**SELECTED TEXT**
/---

This is such wonderful work. It always excites me to see what you all are up to.

One idea that came to mind reading Jonathan's June 7th comment is how interesting it would be to see the quality of the protagonist changed within the varying stakes scenarios. So, for example, in both the high and low stakes counting cases you could have a college student studying accounting and a college football player. Or, you might go with a professional accountant and a sanitation worker. I think trying to incorporate an expertise element into the vignettes could really add something very valuable. It seems to me that if similar results could be obtained even when the protagonist is a supposed "counting expert" that would really say a lot about the weight the stakes (practical interests) have on the folk's knowledge attributions.

\---

**PARTS OF THE EXERCISE**
1) Please copy the whole comment on the stakes vignettes word for word.
2) In the listing, take everything from the line containing "For the image shown here, identify where the gray hair" down to the line containing "[261,317,498,556]" and substitute "mic" for "microphone". Return only those lines, with nothing else altered.

Entries for bounding-box labeling
/---

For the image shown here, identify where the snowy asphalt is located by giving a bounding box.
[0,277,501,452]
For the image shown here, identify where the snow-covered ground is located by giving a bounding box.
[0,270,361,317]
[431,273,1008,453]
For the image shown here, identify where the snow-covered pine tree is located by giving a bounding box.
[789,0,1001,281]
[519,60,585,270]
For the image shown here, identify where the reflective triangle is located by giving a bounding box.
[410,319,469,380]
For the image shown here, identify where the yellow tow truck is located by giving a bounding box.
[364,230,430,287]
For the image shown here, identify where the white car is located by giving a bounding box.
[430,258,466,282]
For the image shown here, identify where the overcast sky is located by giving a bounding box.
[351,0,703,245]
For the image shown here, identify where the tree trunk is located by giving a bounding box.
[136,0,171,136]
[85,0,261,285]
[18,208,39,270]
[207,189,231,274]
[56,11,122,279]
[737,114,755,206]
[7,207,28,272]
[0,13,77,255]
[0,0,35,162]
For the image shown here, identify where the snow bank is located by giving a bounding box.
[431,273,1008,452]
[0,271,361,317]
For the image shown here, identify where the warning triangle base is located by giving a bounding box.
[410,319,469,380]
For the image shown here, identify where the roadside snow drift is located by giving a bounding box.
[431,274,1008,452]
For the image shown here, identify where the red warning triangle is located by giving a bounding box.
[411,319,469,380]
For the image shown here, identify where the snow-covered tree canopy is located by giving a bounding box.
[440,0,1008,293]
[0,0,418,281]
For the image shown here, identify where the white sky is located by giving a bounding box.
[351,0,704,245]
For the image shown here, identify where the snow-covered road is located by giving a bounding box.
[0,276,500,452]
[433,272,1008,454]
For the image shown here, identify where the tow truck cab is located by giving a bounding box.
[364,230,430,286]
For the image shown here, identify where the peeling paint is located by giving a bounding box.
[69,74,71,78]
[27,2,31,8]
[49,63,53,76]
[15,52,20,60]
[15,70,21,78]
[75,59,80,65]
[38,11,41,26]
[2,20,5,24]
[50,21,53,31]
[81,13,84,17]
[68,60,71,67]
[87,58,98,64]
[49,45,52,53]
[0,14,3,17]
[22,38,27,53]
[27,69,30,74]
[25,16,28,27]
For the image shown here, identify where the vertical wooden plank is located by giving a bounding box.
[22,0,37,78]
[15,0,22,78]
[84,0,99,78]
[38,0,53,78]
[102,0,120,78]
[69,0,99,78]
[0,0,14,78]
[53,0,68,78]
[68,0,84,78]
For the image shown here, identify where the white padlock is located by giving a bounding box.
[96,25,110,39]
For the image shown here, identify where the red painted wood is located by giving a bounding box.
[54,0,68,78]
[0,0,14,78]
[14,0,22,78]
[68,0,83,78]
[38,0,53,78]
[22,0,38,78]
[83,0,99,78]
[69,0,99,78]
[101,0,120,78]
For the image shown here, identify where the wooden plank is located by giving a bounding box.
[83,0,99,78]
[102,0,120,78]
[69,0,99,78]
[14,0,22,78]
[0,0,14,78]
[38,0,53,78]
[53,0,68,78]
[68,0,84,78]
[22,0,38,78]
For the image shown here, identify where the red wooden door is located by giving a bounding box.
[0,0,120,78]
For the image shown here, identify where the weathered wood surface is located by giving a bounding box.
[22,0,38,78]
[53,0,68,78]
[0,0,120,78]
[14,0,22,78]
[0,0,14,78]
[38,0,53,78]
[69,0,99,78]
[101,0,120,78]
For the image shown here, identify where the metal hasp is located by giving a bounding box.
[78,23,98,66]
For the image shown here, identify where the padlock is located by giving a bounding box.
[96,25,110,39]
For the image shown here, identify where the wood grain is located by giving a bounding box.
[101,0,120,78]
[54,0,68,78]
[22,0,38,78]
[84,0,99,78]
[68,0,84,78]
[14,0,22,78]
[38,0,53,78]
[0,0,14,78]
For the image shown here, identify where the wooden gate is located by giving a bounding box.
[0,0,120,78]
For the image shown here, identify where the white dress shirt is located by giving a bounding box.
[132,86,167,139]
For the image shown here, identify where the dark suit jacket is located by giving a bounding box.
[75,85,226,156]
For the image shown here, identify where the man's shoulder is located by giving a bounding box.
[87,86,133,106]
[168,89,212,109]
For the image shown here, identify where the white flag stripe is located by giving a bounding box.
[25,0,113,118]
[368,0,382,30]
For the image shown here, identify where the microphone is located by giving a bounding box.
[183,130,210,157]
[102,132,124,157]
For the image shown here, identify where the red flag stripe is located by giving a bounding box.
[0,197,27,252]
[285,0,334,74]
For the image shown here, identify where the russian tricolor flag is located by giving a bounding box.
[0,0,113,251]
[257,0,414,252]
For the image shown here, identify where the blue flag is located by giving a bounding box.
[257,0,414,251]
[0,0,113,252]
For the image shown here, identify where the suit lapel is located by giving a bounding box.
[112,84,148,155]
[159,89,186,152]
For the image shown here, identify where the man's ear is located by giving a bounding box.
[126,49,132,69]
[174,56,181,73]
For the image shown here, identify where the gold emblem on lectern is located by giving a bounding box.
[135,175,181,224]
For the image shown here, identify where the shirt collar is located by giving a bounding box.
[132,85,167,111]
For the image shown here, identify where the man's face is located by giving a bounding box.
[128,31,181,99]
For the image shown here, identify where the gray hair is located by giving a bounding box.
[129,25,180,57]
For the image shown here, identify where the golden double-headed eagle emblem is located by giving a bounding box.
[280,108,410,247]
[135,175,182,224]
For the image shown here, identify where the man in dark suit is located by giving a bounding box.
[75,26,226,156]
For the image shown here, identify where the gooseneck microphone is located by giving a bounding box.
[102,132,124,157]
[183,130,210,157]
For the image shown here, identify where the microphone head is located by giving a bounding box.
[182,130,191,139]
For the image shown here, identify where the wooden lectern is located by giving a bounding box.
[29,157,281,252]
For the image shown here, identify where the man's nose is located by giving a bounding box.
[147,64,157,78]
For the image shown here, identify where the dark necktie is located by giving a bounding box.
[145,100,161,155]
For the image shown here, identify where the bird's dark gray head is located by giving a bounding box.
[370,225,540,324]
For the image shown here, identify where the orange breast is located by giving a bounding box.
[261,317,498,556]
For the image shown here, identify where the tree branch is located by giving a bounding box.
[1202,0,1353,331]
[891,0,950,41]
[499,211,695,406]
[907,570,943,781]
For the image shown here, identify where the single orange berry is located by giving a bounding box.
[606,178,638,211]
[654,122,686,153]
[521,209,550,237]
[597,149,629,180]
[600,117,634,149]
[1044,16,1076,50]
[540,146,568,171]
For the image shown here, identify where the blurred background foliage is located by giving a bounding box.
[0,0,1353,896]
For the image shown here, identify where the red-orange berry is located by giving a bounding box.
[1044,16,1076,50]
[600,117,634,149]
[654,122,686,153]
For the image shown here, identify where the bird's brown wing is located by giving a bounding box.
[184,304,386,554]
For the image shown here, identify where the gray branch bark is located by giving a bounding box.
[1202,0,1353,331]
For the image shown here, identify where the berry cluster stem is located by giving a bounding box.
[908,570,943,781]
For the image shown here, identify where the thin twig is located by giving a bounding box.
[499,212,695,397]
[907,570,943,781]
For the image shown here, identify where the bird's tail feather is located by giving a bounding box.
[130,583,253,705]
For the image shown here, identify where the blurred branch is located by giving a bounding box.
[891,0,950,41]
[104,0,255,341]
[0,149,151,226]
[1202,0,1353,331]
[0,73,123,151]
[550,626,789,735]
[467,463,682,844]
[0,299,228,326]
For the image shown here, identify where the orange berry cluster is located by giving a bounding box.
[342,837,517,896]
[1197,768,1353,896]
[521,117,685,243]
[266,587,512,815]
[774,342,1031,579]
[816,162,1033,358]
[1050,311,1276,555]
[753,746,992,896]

\---

**PROBLEM SOLUTIONS**
1)
This is such wonderful work. It always excites me to see what you all are up to.

One idea that came to mind reading Jonathan's June 7th comment is how interesting it would be to see the quality of the protagonist changed within the varying stakes scenarios. So, for example, in both the high and low stakes counting cases you could have a college student studying accounting and a college football player. Or, you might go with a professional accountant and a sanitation worker. I think trying to incorporate an expertise element into the vignettes could really add something very valuable. It seems to me that if similar results could be obtained even when the protagonist is a supposed "counting expert" that would really say a lot about the weight the stakes (practical interests) have on the folk's knowledge attributions.

2)
For the image shown here, identify where the gray hair is located by giving a bounding box.
[129,25,180,57]
For the image shown here, identify where the golden double-headed eagle emblem is located by giving a bounding box.
[280,108,410,247]
[135,175,182,224]
For the image shown here, identify where the man in dark suit is located by giving a bounding box.
[75,26,226,156]
For the image shown here, identify where the gooseneck mic is located by giving a bounding box.
[102,132,124,157]
[183,130,210,157]
For the image shown here, identify where the mic head is located by giving a bounding box.
[182,130,191,139]
For the image shown here, identify where the wooden lectern is located by giving a bounding box.
[29,157,281,252]
For the image shown here, identify where the man's nose is located by giving a bounding box.
[147,64,157,78]
For the image shown here, identify where the dark necktie is located by giving a bounding box.
[145,100,161,155]
For the image shown here, identify where the bird's dark gray head is located by giving a bounding box.
[370,225,540,324]
For the image shown here, identify where the orange breast is located by giving a bounding box.
[261,317,498,556]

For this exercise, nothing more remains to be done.